>> BEGIN

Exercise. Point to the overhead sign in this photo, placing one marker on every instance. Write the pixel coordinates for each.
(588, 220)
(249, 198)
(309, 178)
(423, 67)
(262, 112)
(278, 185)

>> END

▶ _TASK INSTRUCTIONS_:
Could you lay out the items above as a two-column CSV with the headers item_text and item_answer, one row per item, with each value in a single quoted field and its line breaks replaced by spaces?

▶ _OUTPUT BELOW_:
item_text,item_answer
"Exercise. Point to the overhead sign in this photo, placing one marker on every instance. Write the pixel coordinates for each.","(588, 220) (249, 198) (309, 178) (423, 67) (262, 112) (278, 185)"